- Datos proporcionados
--- --- ---

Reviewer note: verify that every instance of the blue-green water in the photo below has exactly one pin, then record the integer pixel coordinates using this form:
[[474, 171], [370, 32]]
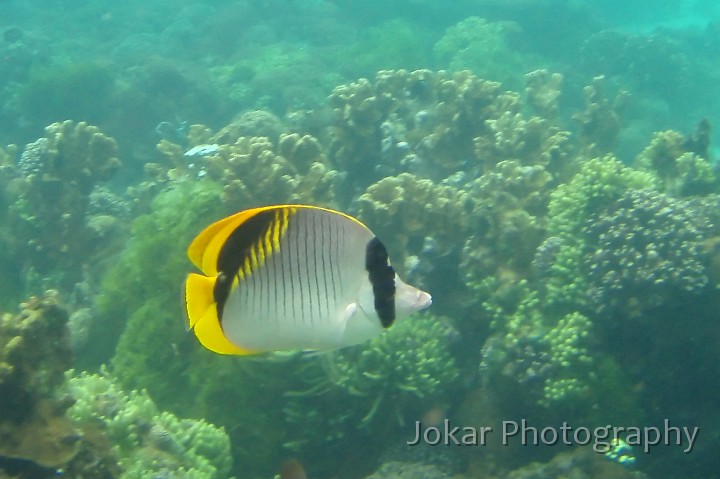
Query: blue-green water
[[547, 170]]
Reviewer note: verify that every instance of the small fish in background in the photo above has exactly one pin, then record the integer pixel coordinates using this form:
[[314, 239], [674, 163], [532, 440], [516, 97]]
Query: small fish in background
[[289, 277], [291, 469]]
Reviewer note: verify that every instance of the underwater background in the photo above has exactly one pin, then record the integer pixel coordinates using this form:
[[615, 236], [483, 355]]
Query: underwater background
[[546, 169]]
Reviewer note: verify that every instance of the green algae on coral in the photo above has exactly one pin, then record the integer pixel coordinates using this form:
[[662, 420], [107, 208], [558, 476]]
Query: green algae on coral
[[145, 440], [34, 354], [380, 386]]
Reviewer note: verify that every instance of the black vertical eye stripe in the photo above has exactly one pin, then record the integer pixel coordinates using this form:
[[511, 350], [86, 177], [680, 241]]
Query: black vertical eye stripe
[[382, 279]]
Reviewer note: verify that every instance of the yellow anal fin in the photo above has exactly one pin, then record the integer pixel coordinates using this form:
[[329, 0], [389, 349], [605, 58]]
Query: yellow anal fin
[[202, 317]]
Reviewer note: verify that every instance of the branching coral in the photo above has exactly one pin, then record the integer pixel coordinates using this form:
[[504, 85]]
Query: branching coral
[[413, 215], [600, 121], [600, 182], [146, 441], [433, 123], [507, 221], [482, 46], [54, 179], [253, 170], [375, 387], [644, 250], [34, 353], [680, 169]]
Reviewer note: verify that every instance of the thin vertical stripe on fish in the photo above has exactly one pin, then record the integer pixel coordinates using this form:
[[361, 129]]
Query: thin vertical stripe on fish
[[290, 277]]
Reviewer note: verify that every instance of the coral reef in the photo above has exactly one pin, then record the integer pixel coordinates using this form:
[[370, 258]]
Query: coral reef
[[146, 441], [681, 164], [415, 217], [401, 470], [378, 387], [643, 250], [34, 354], [484, 47], [600, 181], [600, 120], [253, 170], [48, 207]]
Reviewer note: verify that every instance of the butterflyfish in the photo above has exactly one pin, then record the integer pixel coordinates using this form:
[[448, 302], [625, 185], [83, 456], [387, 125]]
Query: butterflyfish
[[292, 277]]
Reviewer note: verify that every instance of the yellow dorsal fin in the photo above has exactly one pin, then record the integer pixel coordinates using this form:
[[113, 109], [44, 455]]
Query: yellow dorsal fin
[[202, 318], [205, 248]]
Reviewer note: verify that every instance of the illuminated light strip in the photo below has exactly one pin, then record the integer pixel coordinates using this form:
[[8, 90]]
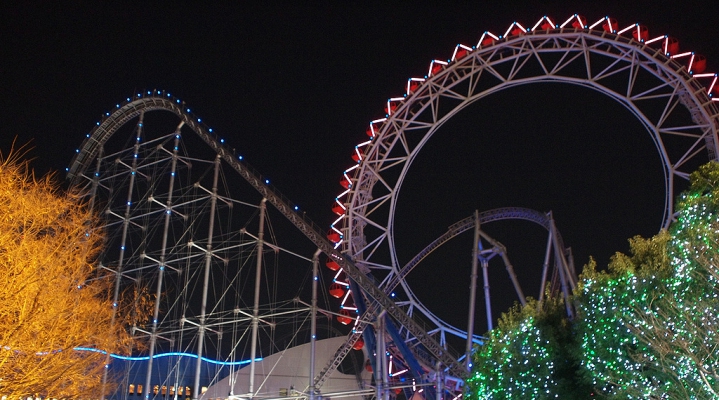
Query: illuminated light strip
[[600, 21], [485, 34], [658, 38], [431, 65], [711, 87], [410, 80], [460, 46], [342, 194], [688, 53], [568, 21], [396, 100], [540, 21], [341, 205], [512, 26], [179, 354], [691, 62], [627, 29]]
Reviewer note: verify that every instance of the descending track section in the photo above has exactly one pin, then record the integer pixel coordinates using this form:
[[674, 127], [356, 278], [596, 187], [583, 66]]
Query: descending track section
[[172, 220]]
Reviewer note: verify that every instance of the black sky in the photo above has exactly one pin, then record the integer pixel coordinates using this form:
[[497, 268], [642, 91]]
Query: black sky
[[293, 87]]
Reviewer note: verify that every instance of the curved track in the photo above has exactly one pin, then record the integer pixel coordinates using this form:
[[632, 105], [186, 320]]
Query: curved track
[[667, 89]]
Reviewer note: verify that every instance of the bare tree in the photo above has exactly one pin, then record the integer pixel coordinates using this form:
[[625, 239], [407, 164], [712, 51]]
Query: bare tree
[[50, 302]]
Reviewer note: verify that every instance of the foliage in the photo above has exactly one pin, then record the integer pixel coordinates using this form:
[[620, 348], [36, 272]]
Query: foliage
[[50, 303], [529, 355], [649, 323], [646, 327]]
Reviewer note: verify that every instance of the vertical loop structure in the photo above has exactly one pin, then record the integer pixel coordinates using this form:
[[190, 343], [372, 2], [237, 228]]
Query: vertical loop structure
[[667, 89]]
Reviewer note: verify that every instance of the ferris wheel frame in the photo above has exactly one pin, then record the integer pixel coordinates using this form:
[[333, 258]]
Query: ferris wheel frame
[[666, 90]]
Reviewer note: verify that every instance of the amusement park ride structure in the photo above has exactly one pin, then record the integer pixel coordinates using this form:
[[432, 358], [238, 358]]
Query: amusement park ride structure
[[178, 225]]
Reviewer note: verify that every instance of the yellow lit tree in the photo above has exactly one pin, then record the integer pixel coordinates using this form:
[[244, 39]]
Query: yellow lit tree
[[50, 302]]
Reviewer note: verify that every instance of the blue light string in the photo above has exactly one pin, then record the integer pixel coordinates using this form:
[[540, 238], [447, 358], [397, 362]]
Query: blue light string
[[179, 354]]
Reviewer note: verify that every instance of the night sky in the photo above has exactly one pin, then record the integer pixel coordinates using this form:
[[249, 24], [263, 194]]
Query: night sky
[[294, 87]]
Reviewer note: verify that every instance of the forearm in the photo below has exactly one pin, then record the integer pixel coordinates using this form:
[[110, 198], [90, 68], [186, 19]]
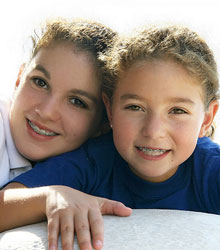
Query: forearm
[[22, 206]]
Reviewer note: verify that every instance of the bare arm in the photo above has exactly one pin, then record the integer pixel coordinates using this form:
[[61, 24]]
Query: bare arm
[[21, 206], [66, 209]]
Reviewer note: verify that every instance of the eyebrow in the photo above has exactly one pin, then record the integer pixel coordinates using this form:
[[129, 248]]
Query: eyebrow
[[181, 100], [85, 94], [43, 70], [131, 96], [172, 99]]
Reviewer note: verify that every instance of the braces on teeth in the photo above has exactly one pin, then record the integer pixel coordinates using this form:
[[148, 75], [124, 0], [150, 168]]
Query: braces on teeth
[[150, 151], [40, 131]]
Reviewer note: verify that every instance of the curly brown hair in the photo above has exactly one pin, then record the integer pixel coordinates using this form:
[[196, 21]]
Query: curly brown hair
[[176, 43], [83, 35]]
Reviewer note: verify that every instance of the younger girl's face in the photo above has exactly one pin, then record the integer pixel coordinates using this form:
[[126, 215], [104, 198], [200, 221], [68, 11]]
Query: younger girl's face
[[57, 103], [157, 115]]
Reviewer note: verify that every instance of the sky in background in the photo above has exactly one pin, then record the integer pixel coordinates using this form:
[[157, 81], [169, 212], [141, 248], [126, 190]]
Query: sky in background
[[18, 17]]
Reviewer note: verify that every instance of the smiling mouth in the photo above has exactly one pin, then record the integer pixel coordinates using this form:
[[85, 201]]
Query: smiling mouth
[[40, 131], [152, 152]]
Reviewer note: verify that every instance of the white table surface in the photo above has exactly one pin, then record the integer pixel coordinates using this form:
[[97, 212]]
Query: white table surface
[[145, 229]]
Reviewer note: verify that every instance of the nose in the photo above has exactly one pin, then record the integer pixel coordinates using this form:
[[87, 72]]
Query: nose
[[48, 109], [154, 126]]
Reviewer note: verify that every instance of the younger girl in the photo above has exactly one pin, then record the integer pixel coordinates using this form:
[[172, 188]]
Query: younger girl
[[161, 102], [57, 101]]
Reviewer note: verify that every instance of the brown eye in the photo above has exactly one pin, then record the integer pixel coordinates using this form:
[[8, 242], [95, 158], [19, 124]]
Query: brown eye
[[77, 102], [178, 111], [40, 83]]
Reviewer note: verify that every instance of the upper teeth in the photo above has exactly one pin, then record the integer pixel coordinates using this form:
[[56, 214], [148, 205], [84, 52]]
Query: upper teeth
[[41, 131], [153, 152]]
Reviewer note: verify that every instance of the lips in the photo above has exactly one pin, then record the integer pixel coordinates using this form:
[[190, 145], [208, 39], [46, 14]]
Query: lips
[[41, 131], [152, 152]]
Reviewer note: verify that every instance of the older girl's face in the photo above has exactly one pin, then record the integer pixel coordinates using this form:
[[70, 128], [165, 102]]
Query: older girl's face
[[157, 115], [57, 103]]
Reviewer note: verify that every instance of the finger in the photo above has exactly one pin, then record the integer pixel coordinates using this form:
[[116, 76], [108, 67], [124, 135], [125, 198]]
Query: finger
[[97, 228], [53, 232], [83, 230], [67, 231], [114, 207]]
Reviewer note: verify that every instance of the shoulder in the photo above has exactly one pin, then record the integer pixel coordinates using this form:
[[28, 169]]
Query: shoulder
[[95, 149], [206, 159], [207, 148]]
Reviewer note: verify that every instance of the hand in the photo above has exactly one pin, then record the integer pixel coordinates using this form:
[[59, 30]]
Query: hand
[[70, 210]]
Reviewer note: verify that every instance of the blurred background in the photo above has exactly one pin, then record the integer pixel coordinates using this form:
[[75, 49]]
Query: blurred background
[[18, 18]]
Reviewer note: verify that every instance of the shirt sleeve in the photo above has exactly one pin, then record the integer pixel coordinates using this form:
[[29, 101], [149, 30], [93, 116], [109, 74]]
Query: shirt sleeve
[[69, 169]]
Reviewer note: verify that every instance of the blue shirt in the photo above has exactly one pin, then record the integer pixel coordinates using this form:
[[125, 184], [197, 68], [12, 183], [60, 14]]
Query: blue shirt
[[96, 168]]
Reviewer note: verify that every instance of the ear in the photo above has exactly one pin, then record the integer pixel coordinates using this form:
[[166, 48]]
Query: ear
[[19, 75], [108, 107], [209, 117]]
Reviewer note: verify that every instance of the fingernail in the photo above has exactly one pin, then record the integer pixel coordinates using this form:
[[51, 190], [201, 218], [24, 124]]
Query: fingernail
[[98, 243]]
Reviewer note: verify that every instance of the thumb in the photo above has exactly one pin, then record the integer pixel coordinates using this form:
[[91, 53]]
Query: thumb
[[114, 208]]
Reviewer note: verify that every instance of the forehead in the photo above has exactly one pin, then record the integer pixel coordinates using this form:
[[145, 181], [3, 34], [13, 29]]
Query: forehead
[[164, 76]]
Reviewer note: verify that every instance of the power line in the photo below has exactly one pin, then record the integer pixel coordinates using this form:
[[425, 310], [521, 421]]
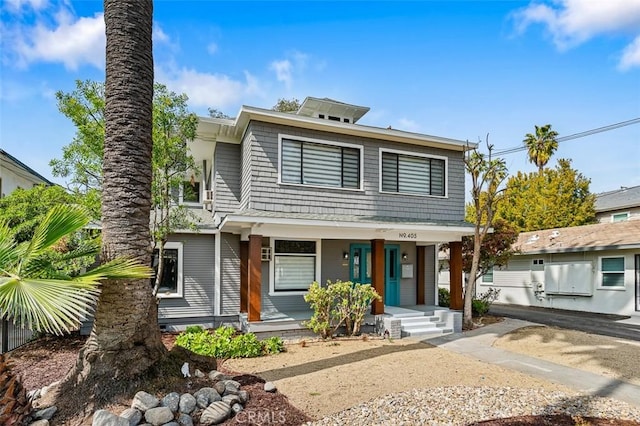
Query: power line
[[576, 135]]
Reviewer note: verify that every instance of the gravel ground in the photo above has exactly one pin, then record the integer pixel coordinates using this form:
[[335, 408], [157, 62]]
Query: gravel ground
[[461, 405]]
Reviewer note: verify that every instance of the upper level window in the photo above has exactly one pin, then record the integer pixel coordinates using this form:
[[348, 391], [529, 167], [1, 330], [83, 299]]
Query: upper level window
[[412, 174], [313, 163], [619, 217]]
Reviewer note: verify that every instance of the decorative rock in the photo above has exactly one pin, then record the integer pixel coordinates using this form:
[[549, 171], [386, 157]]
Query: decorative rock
[[158, 416], [220, 387], [172, 401], [185, 420], [133, 415], [244, 396], [144, 401], [215, 413], [210, 393], [187, 403], [45, 414], [105, 418], [216, 375], [231, 399]]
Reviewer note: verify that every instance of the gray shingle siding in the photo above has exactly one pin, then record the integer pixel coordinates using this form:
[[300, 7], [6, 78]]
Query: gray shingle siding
[[229, 273], [198, 286], [227, 172], [261, 191]]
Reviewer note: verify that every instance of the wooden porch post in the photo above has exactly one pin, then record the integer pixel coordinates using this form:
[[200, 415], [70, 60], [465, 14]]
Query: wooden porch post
[[255, 277], [455, 275], [377, 274], [421, 274], [244, 276]]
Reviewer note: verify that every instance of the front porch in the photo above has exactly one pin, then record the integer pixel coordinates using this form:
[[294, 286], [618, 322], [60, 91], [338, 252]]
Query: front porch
[[397, 321]]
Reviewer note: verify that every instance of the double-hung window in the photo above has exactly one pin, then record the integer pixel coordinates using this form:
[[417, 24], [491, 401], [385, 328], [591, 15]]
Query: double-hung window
[[408, 173], [612, 269], [311, 162], [171, 282], [295, 265]]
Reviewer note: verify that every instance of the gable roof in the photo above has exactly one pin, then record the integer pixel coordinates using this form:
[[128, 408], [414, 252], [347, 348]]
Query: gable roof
[[601, 236], [618, 199], [24, 167]]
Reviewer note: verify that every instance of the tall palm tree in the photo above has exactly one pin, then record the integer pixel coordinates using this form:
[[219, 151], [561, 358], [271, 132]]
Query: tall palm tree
[[541, 146], [126, 339]]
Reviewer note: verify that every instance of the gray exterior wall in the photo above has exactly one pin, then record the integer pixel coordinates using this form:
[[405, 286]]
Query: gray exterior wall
[[198, 275], [226, 177], [229, 274], [261, 191]]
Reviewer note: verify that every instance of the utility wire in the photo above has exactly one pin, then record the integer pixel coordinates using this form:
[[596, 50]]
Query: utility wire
[[575, 135]]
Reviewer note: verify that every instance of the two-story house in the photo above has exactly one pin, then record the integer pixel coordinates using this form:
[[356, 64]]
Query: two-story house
[[291, 198]]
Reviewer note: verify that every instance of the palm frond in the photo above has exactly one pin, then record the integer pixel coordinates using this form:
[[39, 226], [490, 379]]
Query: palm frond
[[61, 221], [52, 306]]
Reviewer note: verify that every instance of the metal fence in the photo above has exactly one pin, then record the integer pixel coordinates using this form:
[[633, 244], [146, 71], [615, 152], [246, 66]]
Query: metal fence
[[12, 336]]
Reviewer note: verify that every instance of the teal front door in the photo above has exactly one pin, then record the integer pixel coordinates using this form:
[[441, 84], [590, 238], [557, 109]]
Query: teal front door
[[360, 269]]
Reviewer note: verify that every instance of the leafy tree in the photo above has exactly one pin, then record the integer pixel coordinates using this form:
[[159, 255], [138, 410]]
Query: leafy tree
[[214, 113], [126, 339], [541, 145], [487, 175], [554, 198], [35, 289], [287, 105]]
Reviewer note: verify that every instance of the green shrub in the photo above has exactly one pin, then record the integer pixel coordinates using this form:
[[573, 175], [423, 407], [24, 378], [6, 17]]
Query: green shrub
[[481, 303], [225, 342], [444, 298], [338, 303]]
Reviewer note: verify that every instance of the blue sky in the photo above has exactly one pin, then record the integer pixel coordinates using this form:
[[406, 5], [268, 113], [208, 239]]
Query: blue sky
[[458, 69]]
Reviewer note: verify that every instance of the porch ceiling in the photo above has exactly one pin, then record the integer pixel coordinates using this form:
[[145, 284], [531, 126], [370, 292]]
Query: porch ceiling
[[343, 227]]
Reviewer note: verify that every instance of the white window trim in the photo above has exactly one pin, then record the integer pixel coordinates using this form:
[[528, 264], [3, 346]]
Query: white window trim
[[414, 154], [601, 272], [180, 290], [272, 267], [321, 142], [620, 213]]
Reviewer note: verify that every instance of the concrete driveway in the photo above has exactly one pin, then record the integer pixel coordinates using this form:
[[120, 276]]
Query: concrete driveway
[[624, 327]]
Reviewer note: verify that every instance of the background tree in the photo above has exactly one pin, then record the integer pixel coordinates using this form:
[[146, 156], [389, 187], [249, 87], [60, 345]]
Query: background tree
[[125, 340], [554, 198], [541, 145], [287, 105], [487, 174]]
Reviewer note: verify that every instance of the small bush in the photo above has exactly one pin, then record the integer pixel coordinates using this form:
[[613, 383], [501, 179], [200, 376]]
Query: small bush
[[480, 305], [444, 298], [225, 342]]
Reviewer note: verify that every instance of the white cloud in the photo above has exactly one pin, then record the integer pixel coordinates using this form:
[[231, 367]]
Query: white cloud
[[572, 22], [209, 90], [631, 55], [212, 48]]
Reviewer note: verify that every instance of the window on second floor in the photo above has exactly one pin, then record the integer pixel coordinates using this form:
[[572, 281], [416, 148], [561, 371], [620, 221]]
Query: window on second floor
[[307, 162], [412, 174]]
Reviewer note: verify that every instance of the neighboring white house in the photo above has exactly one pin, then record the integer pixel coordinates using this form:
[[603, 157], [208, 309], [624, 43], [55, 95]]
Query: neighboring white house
[[592, 268], [618, 205], [15, 174]]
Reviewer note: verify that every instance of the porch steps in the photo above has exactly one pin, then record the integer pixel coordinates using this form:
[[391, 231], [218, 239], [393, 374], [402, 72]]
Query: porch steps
[[422, 324]]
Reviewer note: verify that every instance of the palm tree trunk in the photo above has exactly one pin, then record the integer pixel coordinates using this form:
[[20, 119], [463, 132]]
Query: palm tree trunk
[[126, 339]]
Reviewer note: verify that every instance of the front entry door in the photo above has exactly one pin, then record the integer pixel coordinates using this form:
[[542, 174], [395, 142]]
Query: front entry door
[[360, 269], [637, 282]]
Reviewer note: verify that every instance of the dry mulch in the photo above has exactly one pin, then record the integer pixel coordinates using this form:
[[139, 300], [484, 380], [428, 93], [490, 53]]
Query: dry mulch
[[49, 359]]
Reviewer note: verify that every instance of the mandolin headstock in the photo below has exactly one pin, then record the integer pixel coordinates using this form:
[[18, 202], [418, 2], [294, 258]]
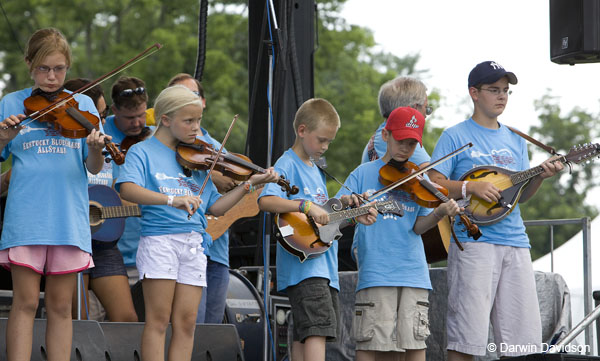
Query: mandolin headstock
[[583, 153]]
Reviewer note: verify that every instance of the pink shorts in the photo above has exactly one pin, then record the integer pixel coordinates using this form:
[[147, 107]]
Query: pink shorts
[[47, 260]]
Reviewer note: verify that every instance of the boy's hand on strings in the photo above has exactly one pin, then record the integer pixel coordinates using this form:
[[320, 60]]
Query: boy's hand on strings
[[352, 200], [95, 140], [318, 214], [449, 208], [9, 127], [269, 176], [187, 203], [484, 190], [551, 167]]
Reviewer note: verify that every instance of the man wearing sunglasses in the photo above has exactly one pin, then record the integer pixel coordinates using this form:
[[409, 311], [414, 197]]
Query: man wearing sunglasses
[[129, 103], [399, 92]]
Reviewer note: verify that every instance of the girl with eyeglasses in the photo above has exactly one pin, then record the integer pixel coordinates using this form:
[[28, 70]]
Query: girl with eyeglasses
[[46, 224]]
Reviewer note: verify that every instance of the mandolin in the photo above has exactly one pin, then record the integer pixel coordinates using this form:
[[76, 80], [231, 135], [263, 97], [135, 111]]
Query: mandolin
[[107, 214], [246, 207], [512, 184], [302, 237]]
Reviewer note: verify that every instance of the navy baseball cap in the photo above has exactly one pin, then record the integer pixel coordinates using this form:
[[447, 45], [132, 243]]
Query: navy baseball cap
[[489, 72]]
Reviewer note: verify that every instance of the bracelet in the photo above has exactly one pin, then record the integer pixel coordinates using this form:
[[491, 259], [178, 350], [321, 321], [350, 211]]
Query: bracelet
[[304, 206], [249, 187], [464, 189]]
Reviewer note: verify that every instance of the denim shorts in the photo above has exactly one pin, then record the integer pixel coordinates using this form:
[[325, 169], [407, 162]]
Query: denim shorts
[[108, 260], [315, 309]]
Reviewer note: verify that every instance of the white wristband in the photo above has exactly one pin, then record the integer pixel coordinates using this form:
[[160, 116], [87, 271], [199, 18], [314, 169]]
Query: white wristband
[[464, 189]]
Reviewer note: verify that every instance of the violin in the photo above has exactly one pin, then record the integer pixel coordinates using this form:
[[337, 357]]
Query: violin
[[63, 112], [424, 193], [130, 140], [200, 156]]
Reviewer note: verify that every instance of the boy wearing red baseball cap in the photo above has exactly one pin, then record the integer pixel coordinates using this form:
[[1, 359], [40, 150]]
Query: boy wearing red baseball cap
[[392, 305]]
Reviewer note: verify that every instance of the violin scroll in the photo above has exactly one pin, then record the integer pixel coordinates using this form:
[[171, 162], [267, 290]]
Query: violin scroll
[[471, 228]]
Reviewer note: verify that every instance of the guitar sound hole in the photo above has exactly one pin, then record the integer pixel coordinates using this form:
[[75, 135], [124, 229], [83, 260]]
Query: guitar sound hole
[[95, 215]]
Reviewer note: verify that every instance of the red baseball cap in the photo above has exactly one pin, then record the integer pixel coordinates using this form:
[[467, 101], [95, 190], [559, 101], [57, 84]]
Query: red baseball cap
[[406, 123]]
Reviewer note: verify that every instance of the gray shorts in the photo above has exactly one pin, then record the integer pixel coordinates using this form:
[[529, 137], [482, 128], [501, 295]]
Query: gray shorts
[[391, 319], [488, 281], [108, 260], [315, 309]]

--- --- ---

- Requisitos del problema
Reproduce literalmente las líneas de los datos, desde la que contiene "Reviewer note: verify that every instance of the small bush" hasta la que contiene "[[360, 269], [637, 282]]", ambas incluidas.

- Respuesta escrita
Reviewer note: verify that every instance of the small bush in the photo above has exactly one pin, then record the integer pixel coordinates using this form:
[[613, 383], [501, 179], [200, 376]]
Query: small bush
[[480, 305], [444, 298], [225, 342]]
Reviewer note: verify that every instance of the white cloud in the photo above has exactly one pin, then record the integer pixel coordinates using this form:
[[231, 367]]
Query: white cloud
[[572, 22], [209, 90], [631, 55], [212, 48]]
Reviewer note: verify that every instance of the window on second floor in the photo above has exactly one pin, then record the integer pixel coordinates using this form:
[[572, 281], [416, 148], [561, 371], [620, 221]]
Query: window on second floor
[[307, 162], [412, 174]]
Reviewer note: verify that every instance of the neighboring white house in the photo above has exactly one pin, then record the integer pixel coordinates using this form:
[[603, 157], [208, 309], [624, 43], [55, 95]]
Query: neighboring white house
[[592, 268], [618, 205], [15, 174]]
Reviewer note: verify that every instance of the porch steps in the photo above has exactly one pin, then record the integer pixel coordinates using this form:
[[391, 231], [218, 239], [393, 374], [402, 72]]
Query: porch steps
[[422, 324]]
Reviewer note: verify that every instance of the palm tree trunk in the photo above has exactly one pin, then record the integer pixel coordinates using this form:
[[20, 119], [463, 132]]
Query: palm tree trunk
[[126, 339]]
Reviewer note: verify that every instance of the front entry door in the photo above has exactly one pin, then record the integer pixel coordinates using this form:
[[542, 174], [395, 142]]
Query: front entry door
[[360, 269], [637, 282]]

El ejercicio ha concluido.